━━━━━ Records supplied
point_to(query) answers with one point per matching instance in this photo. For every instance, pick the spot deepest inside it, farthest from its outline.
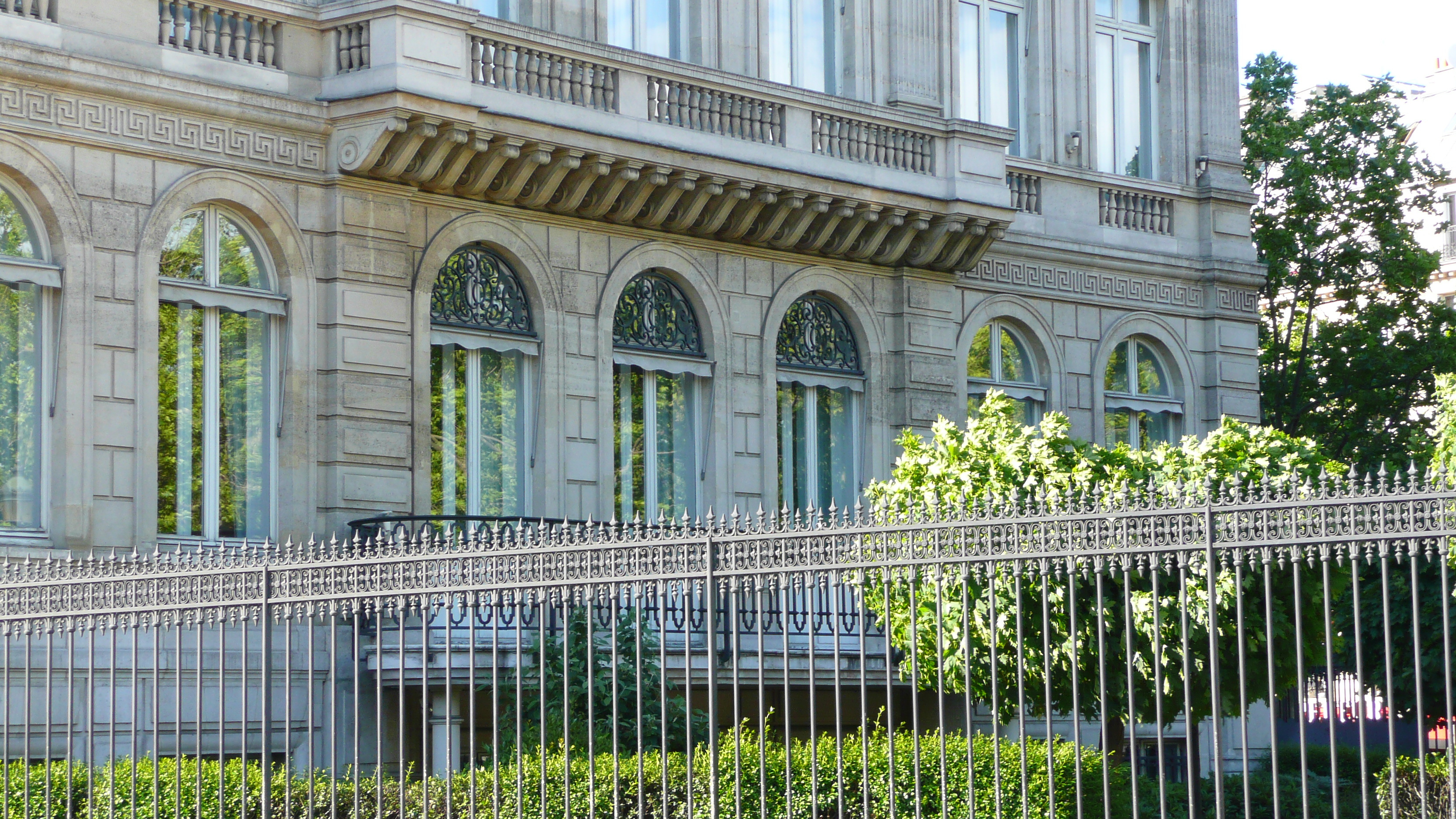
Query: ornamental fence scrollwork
(816, 336)
(476, 289)
(653, 314)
━━━━━━━━━━
## Task details
Repeat the preceding records exactly but drop the images.

## Written answer
point_to(query) answers with one point per matching instance in this photo. For every instance, pick the spot deepest inside it, farthest from its outline.
Query: ornamental fence scrollwork
(816, 336)
(476, 289)
(653, 314)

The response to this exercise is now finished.